# WRITTEN INSTRUCTION
Rewrite every one of the records below as a numbered list, one line per item, leaving out any blank lines.

________

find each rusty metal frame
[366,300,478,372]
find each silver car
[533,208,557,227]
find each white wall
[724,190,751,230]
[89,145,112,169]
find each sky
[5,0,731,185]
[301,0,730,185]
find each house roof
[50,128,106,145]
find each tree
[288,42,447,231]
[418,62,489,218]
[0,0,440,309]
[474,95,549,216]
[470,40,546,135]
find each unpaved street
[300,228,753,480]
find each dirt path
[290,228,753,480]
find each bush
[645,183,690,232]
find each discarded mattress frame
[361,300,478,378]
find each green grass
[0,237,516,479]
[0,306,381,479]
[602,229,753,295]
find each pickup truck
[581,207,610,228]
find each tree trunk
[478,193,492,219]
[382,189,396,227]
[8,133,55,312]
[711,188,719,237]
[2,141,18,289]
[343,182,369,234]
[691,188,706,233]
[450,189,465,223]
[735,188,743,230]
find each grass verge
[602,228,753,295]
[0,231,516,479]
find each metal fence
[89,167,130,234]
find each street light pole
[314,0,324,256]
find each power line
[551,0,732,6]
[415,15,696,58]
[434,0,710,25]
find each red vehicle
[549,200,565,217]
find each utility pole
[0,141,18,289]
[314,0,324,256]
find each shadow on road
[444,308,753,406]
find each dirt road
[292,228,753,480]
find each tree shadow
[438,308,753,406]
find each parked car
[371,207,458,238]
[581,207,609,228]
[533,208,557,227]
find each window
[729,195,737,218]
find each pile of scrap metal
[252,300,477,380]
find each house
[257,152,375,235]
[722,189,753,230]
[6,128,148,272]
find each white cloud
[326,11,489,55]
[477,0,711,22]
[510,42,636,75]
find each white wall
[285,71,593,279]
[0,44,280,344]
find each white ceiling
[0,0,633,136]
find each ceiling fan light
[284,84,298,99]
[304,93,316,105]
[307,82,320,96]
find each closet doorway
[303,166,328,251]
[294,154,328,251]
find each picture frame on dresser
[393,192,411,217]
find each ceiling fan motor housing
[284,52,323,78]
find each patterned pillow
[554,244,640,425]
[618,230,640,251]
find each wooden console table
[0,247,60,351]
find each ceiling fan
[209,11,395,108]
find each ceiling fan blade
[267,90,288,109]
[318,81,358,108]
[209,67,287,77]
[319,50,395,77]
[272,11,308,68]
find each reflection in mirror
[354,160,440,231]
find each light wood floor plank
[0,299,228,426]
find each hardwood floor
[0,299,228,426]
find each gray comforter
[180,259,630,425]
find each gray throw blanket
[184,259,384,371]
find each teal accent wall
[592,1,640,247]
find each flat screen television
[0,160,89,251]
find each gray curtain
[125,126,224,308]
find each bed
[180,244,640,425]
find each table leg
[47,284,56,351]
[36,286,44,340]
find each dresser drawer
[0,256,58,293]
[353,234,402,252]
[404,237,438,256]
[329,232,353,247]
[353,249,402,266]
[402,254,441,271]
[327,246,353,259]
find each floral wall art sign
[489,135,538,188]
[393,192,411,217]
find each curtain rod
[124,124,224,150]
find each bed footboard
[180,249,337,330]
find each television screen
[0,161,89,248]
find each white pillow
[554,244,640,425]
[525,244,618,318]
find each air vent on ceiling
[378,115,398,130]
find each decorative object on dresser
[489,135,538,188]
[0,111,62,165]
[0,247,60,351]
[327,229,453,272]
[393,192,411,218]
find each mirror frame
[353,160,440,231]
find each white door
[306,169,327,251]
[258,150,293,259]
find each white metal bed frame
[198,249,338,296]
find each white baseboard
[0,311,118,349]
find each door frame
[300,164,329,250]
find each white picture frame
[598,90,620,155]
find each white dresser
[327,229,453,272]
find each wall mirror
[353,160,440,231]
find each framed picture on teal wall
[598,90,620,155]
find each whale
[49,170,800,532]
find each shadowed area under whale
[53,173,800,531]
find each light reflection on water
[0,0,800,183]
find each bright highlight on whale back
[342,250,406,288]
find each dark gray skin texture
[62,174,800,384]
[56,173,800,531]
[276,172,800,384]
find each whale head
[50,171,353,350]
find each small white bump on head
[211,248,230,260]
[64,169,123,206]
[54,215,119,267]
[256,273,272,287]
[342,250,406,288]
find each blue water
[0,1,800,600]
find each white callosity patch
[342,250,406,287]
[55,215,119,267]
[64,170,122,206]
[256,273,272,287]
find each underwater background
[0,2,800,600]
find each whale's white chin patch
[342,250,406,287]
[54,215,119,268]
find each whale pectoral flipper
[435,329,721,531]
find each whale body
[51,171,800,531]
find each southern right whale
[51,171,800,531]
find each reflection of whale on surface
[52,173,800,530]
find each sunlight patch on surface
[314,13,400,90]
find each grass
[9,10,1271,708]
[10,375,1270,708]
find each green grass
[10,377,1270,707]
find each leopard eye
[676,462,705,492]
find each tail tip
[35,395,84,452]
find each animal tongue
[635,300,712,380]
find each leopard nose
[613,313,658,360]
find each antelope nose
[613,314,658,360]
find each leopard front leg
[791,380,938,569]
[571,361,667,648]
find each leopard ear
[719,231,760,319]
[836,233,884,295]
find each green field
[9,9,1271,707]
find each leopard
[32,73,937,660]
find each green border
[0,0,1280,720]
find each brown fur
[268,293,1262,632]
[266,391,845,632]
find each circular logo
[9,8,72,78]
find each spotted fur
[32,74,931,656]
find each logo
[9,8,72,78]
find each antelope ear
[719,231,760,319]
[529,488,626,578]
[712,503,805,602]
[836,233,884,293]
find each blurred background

________

# RESPONSE FOR THIS EXERCISE
1. find each rusty metal frame
2. [366,300,478,372]
3. find each silver car
4. [533,208,557,227]
5. find each white wall
6. [724,190,751,230]
7. [89,145,112,169]
8. find each sky
9. [5,0,731,185]
10. [301,0,730,185]
11. find each house roof
12. [50,128,106,145]
13. find each tree
14. [288,42,447,231]
15. [418,62,489,218]
16. [0,0,440,309]
17. [474,95,549,216]
18. [470,40,546,135]
19. find each unpaved street
20. [300,228,753,480]
21. find each dirt path
22. [290,228,753,480]
23. find each bush
24. [645,183,690,232]
25. find each discarded mattress frame
26. [361,300,478,378]
27. find each green grass
28. [0,237,516,479]
29. [0,306,381,479]
30. [602,229,753,295]
31. find each pickup truck
32. [581,207,610,228]
33. find each tree trunk
34. [478,193,492,219]
35. [382,189,396,227]
36. [8,133,55,312]
37. [711,188,719,237]
38. [2,141,18,289]
39. [343,182,369,234]
40. [691,188,706,233]
41. [450,189,465,223]
42. [735,188,743,230]
43. find each grass verge
44. [602,228,753,295]
45. [0,231,516,479]
46. find each metal fence
47. [89,167,130,234]
48. find each street light pole
49. [314,0,324,256]
50. find each power line
51. [551,0,732,6]
52. [415,15,696,58]
53. [434,0,710,25]
54. find each red vehicle
55. [549,200,565,217]
56. find each utility pole
57. [0,141,18,289]
58. [314,0,324,256]
59. find each shadow on road
60. [444,308,753,406]
61. find each dirt road
62. [292,228,753,480]
63. find each tree shadow
64. [438,308,753,406]
65. find each parked car
66. [371,207,458,238]
67. [581,207,609,228]
68. [533,208,557,227]
69. find each window
70. [729,195,737,218]
71. find each pile of scrap metal
72. [252,300,477,380]
73. find each house
74. [257,152,375,235]
75. [722,189,753,230]
76. [6,128,148,272]
77. find each white cloud
78. [326,11,489,55]
79. [477,0,711,22]
80. [510,42,636,75]
81. find each white wall
82. [285,71,593,279]
83. [0,44,280,344]
84. find each white ceiling
85. [0,0,633,136]
86. find each ceiling fan light
87. [284,84,298,99]
88. [304,93,316,105]
89. [307,82,320,96]
90. find each closet doorway
91. [303,166,328,251]
92. [294,154,328,251]
93. find each picture frame on dresser
94. [393,192,411,217]
95. find each ceiling fan motor housing
96. [284,52,323,78]
97. find each patterned pillow
98. [554,244,640,425]
99. [618,230,640,251]
100. find each wooden console table
101. [0,247,60,351]
102. find each ceiling fan
103. [209,11,395,108]
104. find each ceiling fan blade
105. [267,90,288,109]
106. [318,81,358,108]
107. [209,67,287,77]
108. [319,50,395,77]
109. [272,11,308,68]
110. find each reflection in mirror
111. [354,160,440,231]
112. find each light wood floor plank
113. [0,299,228,426]
114. find each hardwood floor
115. [0,299,228,426]
116. find each gray comforter
117. [180,259,630,425]
118. find each gray throw blanket
119. [184,259,384,371]
120. find each teal accent wall
121. [592,1,640,247]
122. find each flat screen television
123. [0,160,89,251]
124. find each gray curtain
125. [125,126,224,308]
126. find each bed
127. [180,244,640,425]
128. find each table leg
129. [47,284,56,351]
130. [36,286,44,340]
131. find each dresser drawer
132. [0,256,58,293]
133. [353,234,402,252]
134. [404,237,438,256]
135. [329,232,353,247]
136. [353,249,402,266]
137. [402,254,441,271]
138. [327,246,353,259]
139. find each floral wall art sign
140. [489,135,538,188]
141. [393,192,411,217]
142. find each curtain rod
143. [124,124,224,150]
144. find each bed footboard
145. [180,249,337,330]
146. find each television screen
147. [0,161,89,248]
148. find each white pillow
149. [554,244,640,425]
150. [525,244,618,318]
151. find each air vent on ceiling
152. [378,115,398,130]
153. find each decorative object on dresser
154. [489,135,538,188]
155. [0,111,62,165]
156. [0,247,60,351]
157. [327,229,453,272]
158. [393,192,411,218]
159. find each mirror frame
160. [353,160,440,231]
161. find each white door
162. [306,169,327,251]
163. [258,150,293,259]
164. find each white metal bed frame
165. [198,249,338,296]
166. find each white baseboard
167. [0,311,118,349]
168. find each door frame
169. [300,164,329,250]
170. find each white picture frame
171. [598,90,620,155]
172. find each white dresser
173. [327,229,453,272]
174. find each wall mirror
175. [353,160,440,231]
176. find each framed picture on teal wall
177. [598,90,620,155]
178. find each whale
179. [49,170,800,532]
180. find each shadowed area under whale
181. [53,173,800,531]
182. find each light reflection on water
183. [0,0,800,183]
184. find each bright highlight on whale back
185. [342,250,406,288]
186. find each dark gray skin texture
187. [62,174,800,384]
188. [56,173,800,531]
189. [276,172,800,384]
190. find each whale head
191. [50,171,353,350]
192. find each small white bump on head
193. [211,248,230,260]
194. [64,169,123,206]
195. [54,215,119,267]
196. [256,273,272,287]
197. [342,250,406,288]
198. find each blue water
199. [0,1,800,600]
200. find each white callosity patch
201. [342,250,406,287]
202. [55,215,119,267]
203. [64,170,122,206]
204. [256,273,272,287]
205. find each underwater background
206. [0,2,800,600]
207. find each whale's white chin patch
208. [342,250,406,287]
209. [54,215,119,268]
210. find each whale pectoral flipper
211. [435,329,721,531]
212. find each whale body
213. [51,171,800,531]
214. find each southern right whale
215. [51,171,800,531]
216. find each reflection of whale on surface
217. [52,173,800,530]
218. find each sunlight patch on surface
219. [314,13,400,90]
220. find each grass
221. [9,10,1271,708]
222. [10,375,1270,708]
223. find each green grass
224. [10,377,1270,707]
225. find each leopard eye
226. [676,462,705,492]
227. find each tail tip
228. [35,395,84,452]
229. find each animal tongue
230. [635,300,712,380]
231. find each leopard nose
232. [613,313,658,360]
233. find each antelope nose
234. [613,314,658,360]
235. find each leopard front leg
236. [791,380,938,569]
237. [571,361,667,648]
238. find each leopard ear
239. [719,231,760,319]
240. [836,233,884,295]
241. find each green field
242. [9,9,1271,707]
243. find each leopard
244. [32,73,937,660]
245. find each green border
246. [0,0,1280,720]
247. find each brown fur
248. [268,293,1262,632]
249. [266,391,845,632]
250. find each circular logo
251. [9,8,72,78]
252. find each spotted fur
253. [32,74,931,656]
254. find each logo
255. [9,8,72,78]
256. find each antelope ear
257. [719,231,760,319]
258. [529,488,626,578]
259. [712,503,805,602]
260. [836,233,884,293]
261. find each blurred background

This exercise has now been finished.